TASKS -
1. Where is the film showing, according to the review of The Seagull below?
2. Name every actor mentioned in the review of The Seagull.
3. Carry on the review of The Seagull from its last sentence.

DOCUMENT -
^^^^
The Seagull
THE SEAGULL, drama, rated PG-13, Center for Contemporary Arts, 2.5 chiles
In Anton Chekhov’s The Seagull, just about everyone is in love with the wrong person. Aspiring writer Konstantin (Billy Howle) loves Nina (Saoirse Ronan), the pretty teenage neighbor who dreams of becoming a great actress like Konstantin’s diva mother, Irina (Annette Bening). Irina is in love with famous author Boris (Corey Stoll), a man somewhat younger than she but considerably older than Nina, who becomes madly infatuated with him. Boris takes a fancy to the young girl, and, as he jots down in a note for a short story, “having nothing better to do, destroys her” — like the seagull Konstantin has shot and given to Nina as a token of his frustrated love. And then, of course, there’s Masha (Elisabeth Moss), who is being pursued in vain by the village schoolteacher (Michael Zegen) while herself hopelessly in love with Konstantin. She always dresses in black, because, as she says in one of theater’s most memorable lines, “I’m in mourning for my life.” And there is Sorin (Brian Dennehy), Irina’s brother, who is too old now to be plagued by romance, but who never achieved either of his life’s primary goals: being a writer, and getting married.
^^^^
DATASET EXCERPTS -
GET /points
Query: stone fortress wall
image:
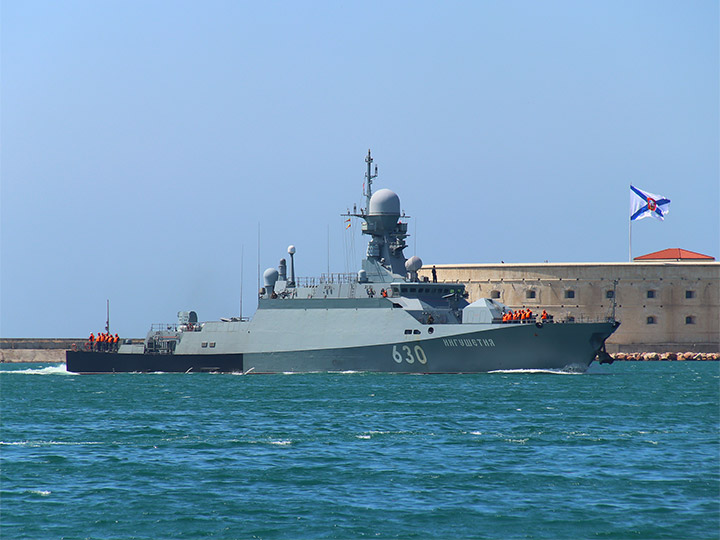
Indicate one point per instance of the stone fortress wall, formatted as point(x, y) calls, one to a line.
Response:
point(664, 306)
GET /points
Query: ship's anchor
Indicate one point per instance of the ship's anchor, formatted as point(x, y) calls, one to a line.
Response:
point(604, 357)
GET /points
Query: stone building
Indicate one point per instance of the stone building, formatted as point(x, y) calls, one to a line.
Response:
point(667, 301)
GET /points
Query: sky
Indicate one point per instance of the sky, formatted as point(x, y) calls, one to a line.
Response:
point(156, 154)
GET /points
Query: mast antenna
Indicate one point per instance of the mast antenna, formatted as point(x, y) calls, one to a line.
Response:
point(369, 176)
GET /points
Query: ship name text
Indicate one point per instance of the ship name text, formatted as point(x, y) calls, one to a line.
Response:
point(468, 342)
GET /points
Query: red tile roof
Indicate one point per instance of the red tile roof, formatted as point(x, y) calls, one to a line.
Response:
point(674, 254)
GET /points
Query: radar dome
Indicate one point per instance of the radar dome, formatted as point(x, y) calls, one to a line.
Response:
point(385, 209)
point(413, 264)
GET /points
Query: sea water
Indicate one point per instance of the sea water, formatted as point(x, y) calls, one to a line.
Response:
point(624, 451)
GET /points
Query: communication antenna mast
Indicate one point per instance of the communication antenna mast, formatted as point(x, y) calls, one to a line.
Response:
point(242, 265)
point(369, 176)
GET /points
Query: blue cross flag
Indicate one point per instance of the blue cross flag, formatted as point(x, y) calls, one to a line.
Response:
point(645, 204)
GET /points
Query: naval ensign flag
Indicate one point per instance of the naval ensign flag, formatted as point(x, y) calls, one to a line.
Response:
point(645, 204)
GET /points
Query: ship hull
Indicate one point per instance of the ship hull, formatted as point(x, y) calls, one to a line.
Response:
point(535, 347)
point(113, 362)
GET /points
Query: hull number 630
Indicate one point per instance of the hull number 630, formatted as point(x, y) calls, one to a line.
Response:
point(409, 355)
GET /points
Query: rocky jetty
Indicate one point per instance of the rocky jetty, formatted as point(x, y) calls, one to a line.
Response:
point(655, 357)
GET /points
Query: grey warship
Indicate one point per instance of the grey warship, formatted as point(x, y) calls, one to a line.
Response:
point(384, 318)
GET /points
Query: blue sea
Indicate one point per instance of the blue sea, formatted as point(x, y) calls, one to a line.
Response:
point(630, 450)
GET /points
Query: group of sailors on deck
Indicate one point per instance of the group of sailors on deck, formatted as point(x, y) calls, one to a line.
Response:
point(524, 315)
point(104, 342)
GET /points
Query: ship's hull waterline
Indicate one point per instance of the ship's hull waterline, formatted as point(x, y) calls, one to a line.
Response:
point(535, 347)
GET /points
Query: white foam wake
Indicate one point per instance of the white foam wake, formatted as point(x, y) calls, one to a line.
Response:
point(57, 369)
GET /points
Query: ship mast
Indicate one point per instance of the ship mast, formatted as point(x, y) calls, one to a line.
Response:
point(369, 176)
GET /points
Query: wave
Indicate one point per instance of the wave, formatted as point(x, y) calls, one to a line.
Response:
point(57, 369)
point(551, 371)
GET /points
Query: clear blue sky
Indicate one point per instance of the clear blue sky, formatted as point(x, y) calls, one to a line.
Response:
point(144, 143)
^^^^
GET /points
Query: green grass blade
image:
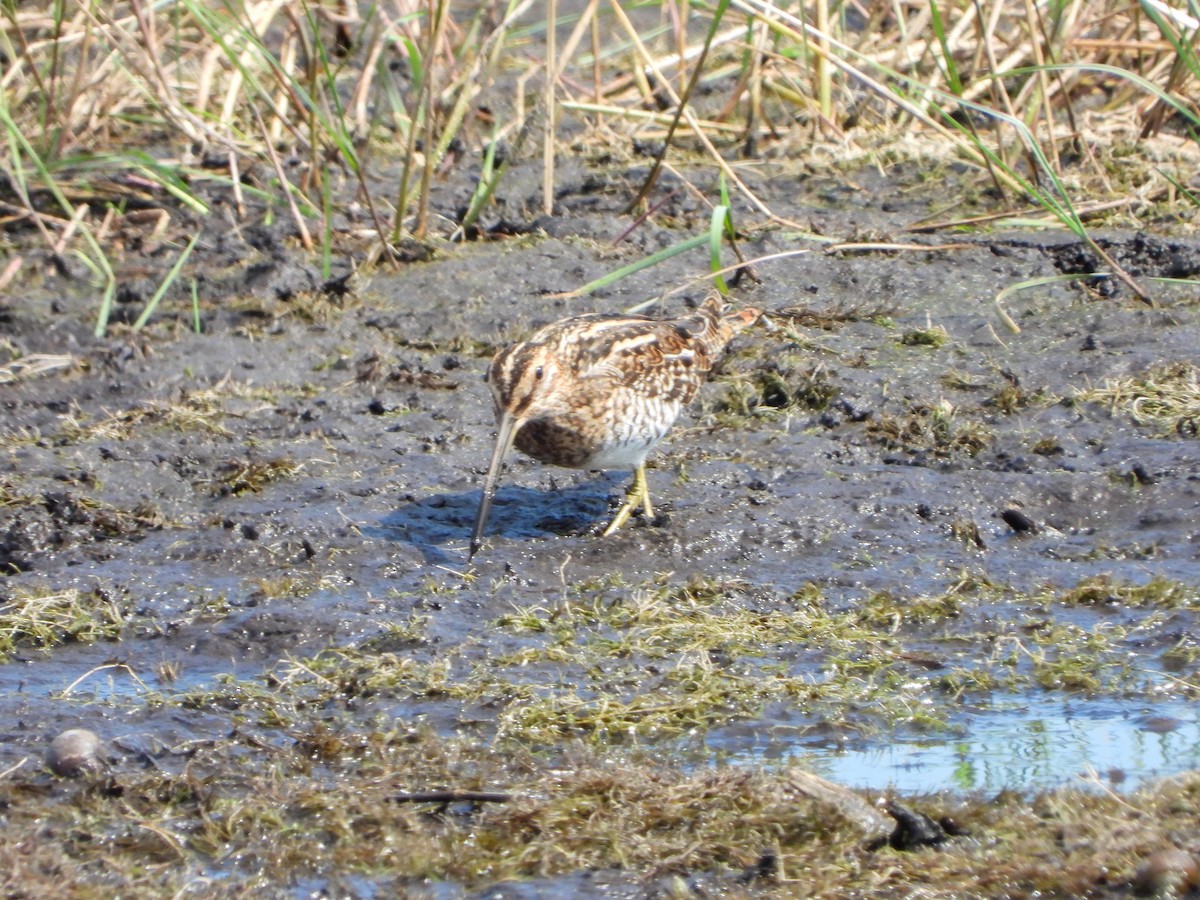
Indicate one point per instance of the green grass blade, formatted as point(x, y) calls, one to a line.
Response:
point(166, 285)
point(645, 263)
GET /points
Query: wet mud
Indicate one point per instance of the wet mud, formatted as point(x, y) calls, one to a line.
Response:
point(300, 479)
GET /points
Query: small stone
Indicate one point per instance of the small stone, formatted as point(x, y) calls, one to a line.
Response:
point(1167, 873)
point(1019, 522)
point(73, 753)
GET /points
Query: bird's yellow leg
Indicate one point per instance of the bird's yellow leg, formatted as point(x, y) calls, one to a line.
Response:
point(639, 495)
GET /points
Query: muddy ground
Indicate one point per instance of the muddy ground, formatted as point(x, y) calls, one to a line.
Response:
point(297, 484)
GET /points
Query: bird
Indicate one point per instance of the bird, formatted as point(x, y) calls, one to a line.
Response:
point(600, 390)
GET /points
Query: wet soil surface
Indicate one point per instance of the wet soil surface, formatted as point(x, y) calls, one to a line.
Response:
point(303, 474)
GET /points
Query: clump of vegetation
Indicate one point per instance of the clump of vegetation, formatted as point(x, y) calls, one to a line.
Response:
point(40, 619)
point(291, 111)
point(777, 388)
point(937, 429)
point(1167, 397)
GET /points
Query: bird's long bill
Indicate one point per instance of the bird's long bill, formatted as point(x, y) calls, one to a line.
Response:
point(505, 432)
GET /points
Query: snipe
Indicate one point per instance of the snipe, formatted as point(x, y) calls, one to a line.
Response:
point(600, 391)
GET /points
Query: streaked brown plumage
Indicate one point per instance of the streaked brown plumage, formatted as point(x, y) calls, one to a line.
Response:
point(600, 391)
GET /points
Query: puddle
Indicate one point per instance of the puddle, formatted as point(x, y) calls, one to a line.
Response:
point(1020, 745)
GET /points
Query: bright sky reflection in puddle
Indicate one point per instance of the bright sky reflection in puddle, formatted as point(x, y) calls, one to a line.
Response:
^^^^
RESULTS OF THE EXERCISE -
1. The Center for Contemporary Arts.

2. Billy Howle, Saoirse Ronan, Annette Bening, Corey Stoll, Elisabeth Moss, Michael Zegen, and Brian Dennehy.

3.
The Seagull premiered in 1896, and revolutionized theater with its naturalism. A hundred and twenty years later, it creaks a bit in its attitudes and passions, but still cuts to the heart with its insights into the human condition. The trick is to cast it perfectly and present it in a fresh, relevant style. This production achieves the first goal magnificently. Bening and Moss are superb, as is most of the rest of the cast — only Howle doesn’t seem a good fit — and out of this glut of performance riches, it’s remarkable to see Ronan rise to the top in an incandescent evocation of adolescent dreams.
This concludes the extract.